> [WHAT THE TASK ASKS]: Reproduce the data in its entirety, exactly as supplied.

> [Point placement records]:
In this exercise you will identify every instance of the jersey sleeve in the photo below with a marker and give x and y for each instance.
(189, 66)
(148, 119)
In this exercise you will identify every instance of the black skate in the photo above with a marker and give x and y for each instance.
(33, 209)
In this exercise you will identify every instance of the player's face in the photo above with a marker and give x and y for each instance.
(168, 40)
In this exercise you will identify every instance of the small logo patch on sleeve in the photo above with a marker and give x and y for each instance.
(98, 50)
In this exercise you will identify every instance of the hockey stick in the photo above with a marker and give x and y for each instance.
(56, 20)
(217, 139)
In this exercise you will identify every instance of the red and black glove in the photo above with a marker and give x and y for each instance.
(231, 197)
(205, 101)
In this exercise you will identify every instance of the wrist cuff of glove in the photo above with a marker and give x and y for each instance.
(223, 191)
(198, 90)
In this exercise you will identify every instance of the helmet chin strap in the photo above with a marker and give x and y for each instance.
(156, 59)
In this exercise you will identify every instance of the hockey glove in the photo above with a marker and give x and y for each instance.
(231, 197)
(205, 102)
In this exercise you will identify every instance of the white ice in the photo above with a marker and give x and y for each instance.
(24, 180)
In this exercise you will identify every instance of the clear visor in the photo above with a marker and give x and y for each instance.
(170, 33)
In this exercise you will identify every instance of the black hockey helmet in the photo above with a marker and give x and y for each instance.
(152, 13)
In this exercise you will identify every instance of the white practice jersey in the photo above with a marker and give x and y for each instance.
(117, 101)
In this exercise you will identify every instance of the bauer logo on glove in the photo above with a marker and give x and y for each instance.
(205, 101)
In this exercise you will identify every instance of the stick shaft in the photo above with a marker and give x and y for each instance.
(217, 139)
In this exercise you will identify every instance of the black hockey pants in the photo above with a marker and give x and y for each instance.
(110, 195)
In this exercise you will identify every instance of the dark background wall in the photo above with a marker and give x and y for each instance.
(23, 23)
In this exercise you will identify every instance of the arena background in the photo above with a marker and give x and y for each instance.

> [WRITTEN ANSWER]:
In this exercise you will identify every instance of the jersey sleeve in the photo below with a marker and give x and y for each instance.
(189, 66)
(148, 119)
In this exercise you will identify every instance of the black skate in the photo above with a marker and give x and y for each instance.
(33, 209)
In this exercise you will identify every instance of the player's face in the photo above with a marker and give x and y for each instance.
(168, 40)
In this exercise you will identify every instance of the small logo patch on sleeve in the photo above with a marker and give x and y for each instance.
(98, 50)
In this exercise you will identify every instance of the hockey stick in the photo above with a marker and give x and y for each instance.
(56, 20)
(217, 139)
In this exercise you will identify every instance of the red and black glove in the photo above with a marker and give x and y for each instance.
(231, 197)
(205, 101)
In this exercise you will identify every instance of the wrist cuff of glove in the photo above with a marker and give x and y for each instance.
(223, 191)
(198, 90)
In this exercise you will identify every instance of the helmet chin strap in the photo above with a marker and give x and y for each instance.
(156, 59)
In this exercise you will identify every instance of the hockey glove in the photo above with a marker and give x and y for each instance.
(231, 197)
(205, 102)
In this exercise you will identify every instance of the white ice in the photo above with a marker and give x and y for each instance.
(24, 180)
In this exercise you will identify every instance of the clear visor in the photo above with a marker and give x and y for each instance.
(170, 33)
In this exercise you will identify every instance of the black hockey helmet in the photo above with a marker and give x and y for each instance.
(152, 13)
In this exercise you will identify every instance of the white practice jersey in the photo above with a marker and give x and y for each instance.
(117, 101)
In this exercise you will identify every instance of the bauer logo on glove in the photo above with a marker and give x and y for each instance.
(205, 101)
In this exercise you will identify every instance of the stick shaft in the photo above with a marker and give x and y for each instance.
(217, 139)
In this exercise you will identify every instance of the black hockey pants in the photo above with a marker and give x and y for each instance.
(110, 195)
In this exercise you will identify every instance of the dark background wall in the photo above with a marker and give x and y for each instance.
(23, 23)
In this exercise you will identify every instance of the arena background in the photo above with a marker and give x and y for each instance.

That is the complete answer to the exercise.